→ TEXT SHOWN
● ● ● ● ● ● ●

After a quarter-century with elite athletes, he has a unique insight into their problems and has contributed research on hydration, injury patterns among athletes, sudden death and orthopedic medical conditions. Barnes also has supported new approaches that aggressively emphasize conditioning, physical health and mental well-being. Athletic trainers are responsible for the prevention and rehabilitation, and are present on the field during games to evaluate injuries and decide who returns, and who sits out.

“We’ve really come a long way in injury prevention,” he says. “Preconditioning involves year-round conditioning and flexibility. You want to recognize muscle deficits before an athlete is injured.”

The National Athletic Trainers’ Association has twice selected Barnes the National Professional Trainer of the Year. He joined the National Athletic Trainers’ Association Hall of Fame in 1999 and NFL physicians voted him Athletic Trainer of the Year in 2002. He was named to the Athletic Hall of Fame at ECU, Michigan State University and Wilson Fike High School.

He also co-authored a textbook, Athletic Training and Sports Medicine.

Barnes has been a generous supporter of ECU over the years, creating the Ronnie Barnes Sports Medicine Scholarship for juniors and seniors in the athletic training major. In 2002, the university recognized his contributions with the Ronnie Barnes African-American Resource Center at Joyner Library. This collection holds biographies, journals and other materials documenting the African-American experience.

● ● ● ● ● ● ●

→ WHAT TO PRODUCE
According to the profile of Ronnie Barnes above, in what year did he join the National Athletic Trainers' Association Hall of Fame?

→ SOURCE DATA
● ● ● ● ● ● ●

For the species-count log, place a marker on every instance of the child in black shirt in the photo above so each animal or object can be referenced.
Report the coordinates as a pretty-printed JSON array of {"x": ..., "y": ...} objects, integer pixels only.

● ● ● ● ● ● ●

→ RESULT FOR THIS TASK
1999